What the exercise asks: Rewrite all of the entries below, substituting "single dot" for every "single pin" and leaving everything else unchanged.

Supplied data:
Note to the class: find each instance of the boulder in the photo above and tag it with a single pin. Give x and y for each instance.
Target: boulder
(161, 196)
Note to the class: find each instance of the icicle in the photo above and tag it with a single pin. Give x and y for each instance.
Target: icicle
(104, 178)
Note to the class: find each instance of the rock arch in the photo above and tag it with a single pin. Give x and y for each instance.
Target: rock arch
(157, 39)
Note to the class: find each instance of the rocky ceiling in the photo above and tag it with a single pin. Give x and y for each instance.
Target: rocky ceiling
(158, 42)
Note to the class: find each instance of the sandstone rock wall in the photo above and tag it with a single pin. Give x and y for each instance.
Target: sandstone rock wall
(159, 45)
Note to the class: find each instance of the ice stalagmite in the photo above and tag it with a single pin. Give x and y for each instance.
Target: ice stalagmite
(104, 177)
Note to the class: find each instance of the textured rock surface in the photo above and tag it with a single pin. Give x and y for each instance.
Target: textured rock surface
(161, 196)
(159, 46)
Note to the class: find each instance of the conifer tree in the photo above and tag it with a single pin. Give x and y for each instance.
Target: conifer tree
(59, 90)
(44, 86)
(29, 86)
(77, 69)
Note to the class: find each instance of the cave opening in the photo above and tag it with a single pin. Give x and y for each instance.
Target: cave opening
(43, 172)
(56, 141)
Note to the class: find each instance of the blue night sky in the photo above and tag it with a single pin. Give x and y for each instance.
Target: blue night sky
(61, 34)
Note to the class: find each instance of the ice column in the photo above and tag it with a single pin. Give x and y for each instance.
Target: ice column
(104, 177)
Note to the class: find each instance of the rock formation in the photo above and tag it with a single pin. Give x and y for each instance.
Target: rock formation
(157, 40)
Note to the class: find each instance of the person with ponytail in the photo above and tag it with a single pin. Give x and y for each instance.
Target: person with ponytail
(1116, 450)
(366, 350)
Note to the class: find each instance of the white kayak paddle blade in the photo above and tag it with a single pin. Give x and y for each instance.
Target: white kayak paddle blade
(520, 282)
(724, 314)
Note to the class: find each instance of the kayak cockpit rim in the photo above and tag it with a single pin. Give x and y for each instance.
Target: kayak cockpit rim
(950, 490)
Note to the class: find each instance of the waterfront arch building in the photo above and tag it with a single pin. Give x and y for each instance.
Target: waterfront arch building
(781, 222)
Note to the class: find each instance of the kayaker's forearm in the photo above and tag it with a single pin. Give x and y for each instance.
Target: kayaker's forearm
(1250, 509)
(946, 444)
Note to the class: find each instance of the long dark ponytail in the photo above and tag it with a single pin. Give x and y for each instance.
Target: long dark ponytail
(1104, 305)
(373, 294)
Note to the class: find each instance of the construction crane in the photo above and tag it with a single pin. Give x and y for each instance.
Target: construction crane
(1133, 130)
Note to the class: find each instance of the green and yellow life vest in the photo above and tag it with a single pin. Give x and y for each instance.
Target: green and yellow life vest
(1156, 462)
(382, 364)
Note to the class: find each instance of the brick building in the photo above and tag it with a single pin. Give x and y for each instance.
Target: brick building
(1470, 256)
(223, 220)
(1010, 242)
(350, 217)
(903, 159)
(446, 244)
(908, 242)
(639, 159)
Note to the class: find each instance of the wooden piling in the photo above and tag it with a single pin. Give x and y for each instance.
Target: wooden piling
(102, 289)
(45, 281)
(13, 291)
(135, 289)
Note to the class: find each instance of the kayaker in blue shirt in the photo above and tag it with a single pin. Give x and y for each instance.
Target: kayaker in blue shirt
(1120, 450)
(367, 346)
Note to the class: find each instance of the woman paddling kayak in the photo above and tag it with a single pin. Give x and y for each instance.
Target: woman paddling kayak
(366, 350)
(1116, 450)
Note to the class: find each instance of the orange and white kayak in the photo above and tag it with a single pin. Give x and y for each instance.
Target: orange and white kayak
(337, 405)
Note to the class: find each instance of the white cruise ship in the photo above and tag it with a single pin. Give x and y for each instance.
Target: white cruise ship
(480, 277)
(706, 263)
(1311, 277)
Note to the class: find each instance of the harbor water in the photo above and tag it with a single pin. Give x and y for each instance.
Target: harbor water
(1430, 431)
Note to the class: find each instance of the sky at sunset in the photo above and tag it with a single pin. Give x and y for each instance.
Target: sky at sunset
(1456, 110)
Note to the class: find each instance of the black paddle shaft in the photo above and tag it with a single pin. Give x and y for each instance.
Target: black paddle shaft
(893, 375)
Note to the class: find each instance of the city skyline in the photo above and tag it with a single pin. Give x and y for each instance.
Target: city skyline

Answer in full:
Note to the class: find each instance of the boulder in the photo above and tag it with a single dot. Give x and y for each instance.
Target: boulder
(161, 196)
Note to the class: find each instance of the icicle in the photo above and tag it with a single dot. Give x and y for each instance.
Target: icicle
(104, 178)
Note to the class: find each instance of the rock arch in the photo above and tag it with a single dot. Give x and y for each instance.
Target: rock arch
(157, 39)
Note to the class: find each instance of the rocky ceiling in the photo above and tag it with a single dot. Give x and y for each instance.
Target: rocky ceiling
(158, 42)
Note to the class: find each instance of the sandstone rock wall in the photo above and tag it with a single dot. Give x and y for each instance.
Target: sandstone rock wall
(159, 45)
Note to the class: find each instance of the ice stalagmite in the photo above and tag it with a single dot. Give x and y for each instance.
Target: ice stalagmite
(104, 177)
Note to the class: find each instance of the textured rock surface in the photo above and tag it with a single dot. Give x and y for each instance.
Target: textured rock surface
(161, 196)
(159, 46)
Note to the class: find each instance of the conifer tree in the photo above and tag it with a single dot. Give x and y for each instance.
Target: conifer tree
(59, 90)
(44, 86)
(29, 86)
(77, 69)
Note to the class: find each instance of the cave opening in the photo above and tag it with a single dot. Give x and y for each instance.
Target: cave opening
(43, 172)
(56, 141)
Note to the class: find each instance of the blue night sky in the photo above and tag it with a single dot. Give x and y for each instance.
Target: blue night sky
(61, 34)
Note to the class: find each instance of the ice column in the photo above and tag it with a single dot. Give x and y for each instance.
Target: ice column
(104, 177)
Note to the class: find each instance of the rock formation in the photo above and tag it with a single dot. Give x and y for each instance.
Target: rock formation
(157, 40)
Note to the class: find each instance of the person with ponytail in the photo above and tag it with a single dot. Give x and y for each instance.
Target: person with ponytail
(1116, 450)
(366, 350)
Note to the class: find each instance of the white kayak paddle blade in the photo above and tag it with a single dot. Give x and y for each instance.
Target: white kayak paddle blade
(520, 282)
(724, 314)
Note to the class: find each instance of the kayak cockpit rim in the photo above and tag it with a single dot. Give x and y for each instance.
Target: kayak cockpit rim
(950, 490)
Note to the class: find each instance of the waterfront arch building in the photo above and tag it with a single dot. Give x and y for each instance.
Target: waterfront arch building
(781, 222)
Note to the class: find each instance of the kayaker's forearm in the photo above and tag it with a single dot. Give x and y for each instance.
Target: kayaker's forearm
(1250, 509)
(946, 444)
Note to the class: find each instance of the long dark ponytail in the photo above and tag it with a single dot. Give x and y for each instance.
Target: long dark ponytail
(1104, 305)
(373, 294)
Note to the class: find each instance of the construction crane in the photo above and tag it with a single dot. Give x and y for each instance.
Target: construction crane
(1133, 130)
Note to the class: find each instance of the green and yellow life vest in the photo above and tag it with a single dot. Give x and y for each instance.
Target: green and yellow life vest
(1156, 462)
(382, 364)
Note to the class: find each instance of the brick building in the photo above and tag it with a single dot. Give x and y for each instance.
Target: brick building
(1470, 256)
(223, 220)
(1010, 242)
(350, 217)
(903, 159)
(446, 244)
(908, 242)
(639, 159)
Note to the class: find each instance of the wooden piling in the photo above and tag it with a single dot. Give x and y for each instance.
Target: wooden piling
(102, 289)
(45, 281)
(13, 291)
(135, 289)
Note to the class: find each instance of the kayaker in blue shirt in the photo above and tag it with a single dot. Give x and y for each instance.
Target: kayaker in blue shirt
(1120, 450)
(367, 346)
Note to the class: find each instance of the woman paddling kayak in the photo above and tag it with a single dot. Give x and y for each instance.
Target: woman paddling kayak
(366, 350)
(1116, 450)
Note to the class: find each instance of the orange and white kayak in the photo above and tag it with a single dot. Give x and y for each instance.
Target: orange and white kayak
(337, 405)
Note to the class: find each instance of the white cruise ship in the photo above and tag it with a single dot. Give x and y for each instance.
Target: white cruise ship
(480, 277)
(706, 263)
(1311, 277)
Note to the class: find each instance of the harbor water in the photo above and tag it with a single dot. Give x and y for each instance.
Target: harbor water
(1430, 431)
Note to the class: find each instance of the sky at sunset in the photo above and tag it with a single dot. Give x and y for each instance.
Target: sky at sunset
(1456, 110)
Note to the class: find each instance of the black paddle shaft in the photo above and tag it with a single dot. Give x and y for each instance.
Target: black paddle shaft
(893, 375)
Note to the class: find each instance of the city skyline in the photo above and tag it with a single dot. Give x and y for each instance.
Target: city skyline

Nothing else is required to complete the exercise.